# [PASSAGE TO READ]
□ □ □ □ □

# Custom 10' long Built In Bookcase



## LNG24 (Feb 20, 2007)

Just wanted to show off my latest project. This was just built and installed in a basement remodel I have been doing for a customer. Tile work also by me.


----------



## BULLHART (Oct 30, 2006)

Nice job Nice Job (# of word requirement lol)


----------



## yummy mummy (Feb 18, 2007)

Beautiful!!!!!


----------



## LNG24 (Feb 20, 2007)

yummy mummy said:


> Beautiful!!!!!


Thanks Yummy ummm :huh: Mummy? Sorry, I just can't say that without smiling


----------



## yummy mummy (Feb 18, 2007)

That's what my hubby calls me, "yummy mummy"  

Only when I want to buy another tool, he sometimes doesn't think I am so "yummy".

(I am presently renovating my basement) My husband is DIY challenged. I am at the other diy forum.

□ □ □ □ □

(Stored items)
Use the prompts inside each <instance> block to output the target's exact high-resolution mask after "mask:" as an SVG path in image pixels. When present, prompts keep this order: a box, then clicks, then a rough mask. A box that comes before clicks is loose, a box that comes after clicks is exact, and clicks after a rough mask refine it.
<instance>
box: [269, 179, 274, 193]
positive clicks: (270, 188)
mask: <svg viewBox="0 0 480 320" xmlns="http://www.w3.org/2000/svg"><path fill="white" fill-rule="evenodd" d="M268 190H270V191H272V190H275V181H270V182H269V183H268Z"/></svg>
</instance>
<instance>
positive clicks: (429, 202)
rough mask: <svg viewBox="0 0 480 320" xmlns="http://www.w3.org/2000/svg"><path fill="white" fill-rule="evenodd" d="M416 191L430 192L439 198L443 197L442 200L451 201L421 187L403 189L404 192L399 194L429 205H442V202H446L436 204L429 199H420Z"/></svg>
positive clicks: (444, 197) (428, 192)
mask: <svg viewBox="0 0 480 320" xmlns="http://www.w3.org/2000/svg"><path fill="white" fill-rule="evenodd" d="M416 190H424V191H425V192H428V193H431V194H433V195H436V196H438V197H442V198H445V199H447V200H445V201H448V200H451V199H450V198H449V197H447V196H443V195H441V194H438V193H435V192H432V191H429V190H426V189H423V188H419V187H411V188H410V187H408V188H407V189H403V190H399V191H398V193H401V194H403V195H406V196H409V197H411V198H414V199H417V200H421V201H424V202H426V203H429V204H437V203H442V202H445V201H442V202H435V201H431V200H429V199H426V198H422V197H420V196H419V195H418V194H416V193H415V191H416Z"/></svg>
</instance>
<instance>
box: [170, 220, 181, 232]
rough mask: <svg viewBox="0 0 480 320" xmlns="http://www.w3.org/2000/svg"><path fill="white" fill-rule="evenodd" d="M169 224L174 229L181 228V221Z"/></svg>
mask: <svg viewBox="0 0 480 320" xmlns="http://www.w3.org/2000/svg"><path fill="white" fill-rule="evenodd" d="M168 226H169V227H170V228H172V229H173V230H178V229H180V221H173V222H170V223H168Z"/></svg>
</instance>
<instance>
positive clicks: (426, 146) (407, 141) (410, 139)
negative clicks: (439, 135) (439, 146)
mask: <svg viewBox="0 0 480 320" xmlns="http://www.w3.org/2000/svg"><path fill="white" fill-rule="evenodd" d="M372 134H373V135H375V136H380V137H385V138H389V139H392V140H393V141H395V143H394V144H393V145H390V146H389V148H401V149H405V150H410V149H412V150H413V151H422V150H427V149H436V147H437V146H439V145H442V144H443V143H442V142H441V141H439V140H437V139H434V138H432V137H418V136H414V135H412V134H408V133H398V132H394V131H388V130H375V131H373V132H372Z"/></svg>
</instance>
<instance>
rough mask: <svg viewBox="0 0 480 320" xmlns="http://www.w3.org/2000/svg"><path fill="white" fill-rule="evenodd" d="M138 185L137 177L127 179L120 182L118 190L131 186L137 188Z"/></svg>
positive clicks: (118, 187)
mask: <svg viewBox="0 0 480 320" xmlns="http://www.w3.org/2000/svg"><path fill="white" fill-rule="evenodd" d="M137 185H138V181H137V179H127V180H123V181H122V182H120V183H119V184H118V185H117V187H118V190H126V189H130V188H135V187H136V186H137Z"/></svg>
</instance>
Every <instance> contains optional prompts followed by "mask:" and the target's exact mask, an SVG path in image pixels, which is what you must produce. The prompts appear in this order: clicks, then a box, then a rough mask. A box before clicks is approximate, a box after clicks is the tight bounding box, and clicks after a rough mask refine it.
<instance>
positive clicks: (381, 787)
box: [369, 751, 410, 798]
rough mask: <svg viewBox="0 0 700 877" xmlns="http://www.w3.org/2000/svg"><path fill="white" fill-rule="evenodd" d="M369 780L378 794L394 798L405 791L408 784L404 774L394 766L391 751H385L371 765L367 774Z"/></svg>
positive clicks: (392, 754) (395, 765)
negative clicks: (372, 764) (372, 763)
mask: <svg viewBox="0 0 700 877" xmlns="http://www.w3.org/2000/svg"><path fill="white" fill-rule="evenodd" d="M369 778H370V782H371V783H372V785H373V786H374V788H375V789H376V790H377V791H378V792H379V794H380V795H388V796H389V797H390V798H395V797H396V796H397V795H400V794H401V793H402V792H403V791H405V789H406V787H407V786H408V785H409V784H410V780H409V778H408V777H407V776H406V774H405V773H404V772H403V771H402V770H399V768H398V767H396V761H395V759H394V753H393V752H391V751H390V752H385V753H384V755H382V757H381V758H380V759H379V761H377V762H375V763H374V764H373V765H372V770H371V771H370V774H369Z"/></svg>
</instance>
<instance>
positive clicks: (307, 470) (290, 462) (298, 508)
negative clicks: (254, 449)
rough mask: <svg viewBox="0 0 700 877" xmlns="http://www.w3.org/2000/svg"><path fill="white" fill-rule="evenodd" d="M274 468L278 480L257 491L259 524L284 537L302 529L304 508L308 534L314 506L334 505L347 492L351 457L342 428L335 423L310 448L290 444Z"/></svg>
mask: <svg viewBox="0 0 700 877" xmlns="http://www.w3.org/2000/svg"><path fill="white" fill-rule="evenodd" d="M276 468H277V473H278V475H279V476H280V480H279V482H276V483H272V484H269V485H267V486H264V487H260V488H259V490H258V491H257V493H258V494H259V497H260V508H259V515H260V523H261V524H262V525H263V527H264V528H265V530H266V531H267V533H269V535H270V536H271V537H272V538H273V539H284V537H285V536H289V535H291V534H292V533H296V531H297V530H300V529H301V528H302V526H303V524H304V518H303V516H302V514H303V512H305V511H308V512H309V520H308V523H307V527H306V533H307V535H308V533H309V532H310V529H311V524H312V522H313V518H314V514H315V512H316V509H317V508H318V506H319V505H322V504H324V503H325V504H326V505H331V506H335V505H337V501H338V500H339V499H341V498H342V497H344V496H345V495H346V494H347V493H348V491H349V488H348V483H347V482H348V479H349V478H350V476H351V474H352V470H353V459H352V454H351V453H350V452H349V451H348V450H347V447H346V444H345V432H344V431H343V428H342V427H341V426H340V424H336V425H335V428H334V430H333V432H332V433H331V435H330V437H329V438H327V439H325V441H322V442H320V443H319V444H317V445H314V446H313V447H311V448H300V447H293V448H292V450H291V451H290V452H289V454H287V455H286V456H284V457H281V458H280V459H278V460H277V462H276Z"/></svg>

□ □ □ □ □

# [WHAT THE TASK REQUIRES]
In the forum thread, what work besides the bookcase does LNG24 say he also did in the basement remodel? Draw only on the forum thread for what comes next.

# [YOUR SOLUTION]
The tile work.